#### Excerpted text
# A few from 12-10-09



## grandview (Oct 9, 2005)

I think we ended up with 10 inches of snow but the wind was blowing 50 mph all day so a lot of it was blown around.
Went out at 5am ad got home at midnight.


----------



## grandview (Oct 9, 2005)

More and the new Walmart site ,they were working during the snow ,not sure how they could see.


----------



## theguynextdoor (Sep 18, 2007)

We only got a few inches in Amherst, still had to plow twice with the drifts though. Do you ever use the new Ford, or do you have a second driver?


----------



## Burkartsplow (Nov 1, 2007)

looks like a good time. anymore on the way this week for you?


----------



## towpro570 (Jul 23, 2009)

must be nice to get the white money payup


----------



## Burkartsplow (Nov 1, 2007)

#### Information supplied

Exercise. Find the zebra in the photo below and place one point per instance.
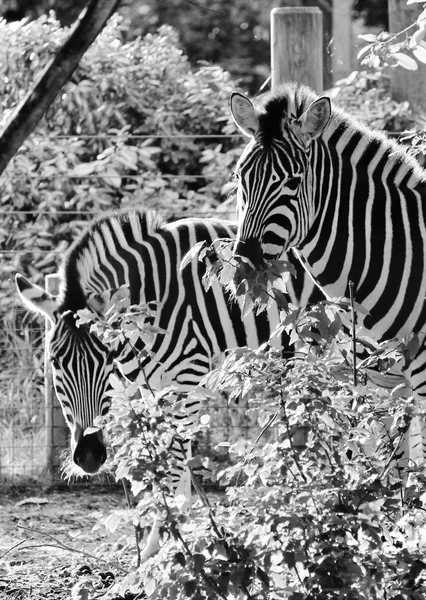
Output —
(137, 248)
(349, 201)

==

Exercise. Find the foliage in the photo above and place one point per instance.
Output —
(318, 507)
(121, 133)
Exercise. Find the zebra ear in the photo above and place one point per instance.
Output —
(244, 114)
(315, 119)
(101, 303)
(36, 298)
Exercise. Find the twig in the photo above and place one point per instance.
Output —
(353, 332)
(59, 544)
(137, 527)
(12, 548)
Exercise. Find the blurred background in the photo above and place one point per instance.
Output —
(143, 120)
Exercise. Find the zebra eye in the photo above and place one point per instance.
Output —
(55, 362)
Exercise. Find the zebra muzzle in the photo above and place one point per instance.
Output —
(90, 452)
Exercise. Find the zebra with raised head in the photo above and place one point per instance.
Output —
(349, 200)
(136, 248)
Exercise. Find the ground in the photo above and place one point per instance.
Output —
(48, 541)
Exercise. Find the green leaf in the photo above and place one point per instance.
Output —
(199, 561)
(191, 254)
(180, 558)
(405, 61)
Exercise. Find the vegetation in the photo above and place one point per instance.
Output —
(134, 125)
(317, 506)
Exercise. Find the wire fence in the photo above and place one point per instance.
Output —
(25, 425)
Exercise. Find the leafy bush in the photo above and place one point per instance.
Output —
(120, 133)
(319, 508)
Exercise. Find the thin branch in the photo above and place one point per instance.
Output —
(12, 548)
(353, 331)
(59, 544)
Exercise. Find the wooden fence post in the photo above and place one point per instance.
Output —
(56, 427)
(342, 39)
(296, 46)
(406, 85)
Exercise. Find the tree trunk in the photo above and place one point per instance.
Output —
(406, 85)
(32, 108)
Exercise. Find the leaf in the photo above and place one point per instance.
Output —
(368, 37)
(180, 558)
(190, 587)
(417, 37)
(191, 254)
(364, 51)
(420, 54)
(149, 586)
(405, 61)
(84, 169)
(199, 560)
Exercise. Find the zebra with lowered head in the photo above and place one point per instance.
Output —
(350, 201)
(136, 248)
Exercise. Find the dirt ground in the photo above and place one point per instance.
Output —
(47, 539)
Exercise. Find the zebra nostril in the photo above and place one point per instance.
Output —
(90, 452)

--

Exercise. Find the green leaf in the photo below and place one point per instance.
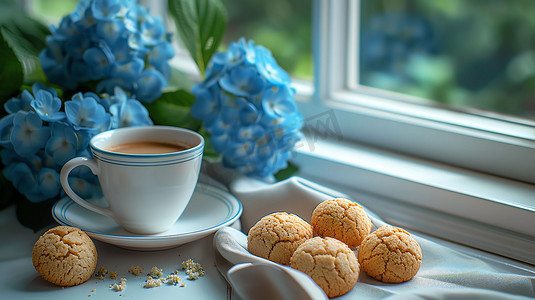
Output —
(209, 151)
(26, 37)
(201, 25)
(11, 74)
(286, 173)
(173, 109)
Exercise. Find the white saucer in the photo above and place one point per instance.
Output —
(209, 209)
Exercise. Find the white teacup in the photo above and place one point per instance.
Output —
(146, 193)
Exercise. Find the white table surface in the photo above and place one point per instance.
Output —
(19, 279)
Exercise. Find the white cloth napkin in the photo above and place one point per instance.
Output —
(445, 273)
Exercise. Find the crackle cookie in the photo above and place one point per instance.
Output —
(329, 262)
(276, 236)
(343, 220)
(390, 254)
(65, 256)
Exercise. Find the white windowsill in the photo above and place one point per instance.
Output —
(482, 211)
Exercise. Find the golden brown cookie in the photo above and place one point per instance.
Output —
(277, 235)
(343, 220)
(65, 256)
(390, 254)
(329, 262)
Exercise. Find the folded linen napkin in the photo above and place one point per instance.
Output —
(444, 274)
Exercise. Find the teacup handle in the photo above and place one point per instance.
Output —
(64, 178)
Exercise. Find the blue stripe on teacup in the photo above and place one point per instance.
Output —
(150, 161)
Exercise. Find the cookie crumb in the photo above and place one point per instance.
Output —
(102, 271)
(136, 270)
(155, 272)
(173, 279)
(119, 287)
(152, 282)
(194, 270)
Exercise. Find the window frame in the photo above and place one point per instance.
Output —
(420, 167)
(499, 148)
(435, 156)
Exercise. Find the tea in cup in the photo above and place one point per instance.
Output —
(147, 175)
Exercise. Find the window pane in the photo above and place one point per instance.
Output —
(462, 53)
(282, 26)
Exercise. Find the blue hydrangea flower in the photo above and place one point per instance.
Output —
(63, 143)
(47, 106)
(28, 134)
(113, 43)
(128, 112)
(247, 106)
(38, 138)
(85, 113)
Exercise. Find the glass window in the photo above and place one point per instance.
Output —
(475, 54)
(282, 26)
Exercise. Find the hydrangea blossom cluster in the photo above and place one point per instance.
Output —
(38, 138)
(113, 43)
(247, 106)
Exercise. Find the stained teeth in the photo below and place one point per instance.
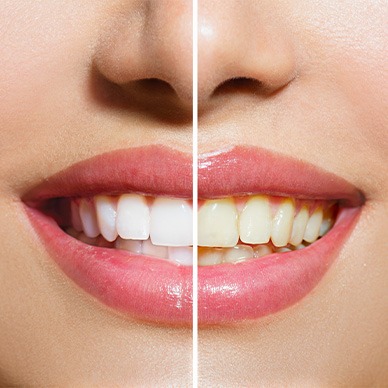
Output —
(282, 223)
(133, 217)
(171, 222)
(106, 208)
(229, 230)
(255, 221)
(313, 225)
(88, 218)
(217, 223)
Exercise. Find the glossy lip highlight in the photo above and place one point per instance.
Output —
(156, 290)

#### What you should do
Reproduce the snow plowing thread in full, word for word. The entries are separate material, apart from the snow plowing thread.

#### Solved problem
# A few from 12-10-09



## grandview (Oct 9, 2005)

I think we ended up with 10 inches of snow but the wind was blowing 50 mph all day so a lot of it was blown around.
Went out at 5am ad got home at midnight.


----------



## grandview (Oct 9, 2005)

More and the new Walmart site ,they were working during the snow ,not sure how they could see.


----------



## theguynextdoor (Sep 18, 2007)

We only got a few inches in Amherst, still had to plow twice with the drifts though. Do you ever use the new Ford, or do you have a second driver?


----------



## Burkartsplow (Nov 1, 2007)

looks like a good time. anymore on the way this week for you?


----------



## towpro570 (Jul 23, 2009)

must be nice to get the white money payup


----------



## Burkartsplow (Nov 1, 2007)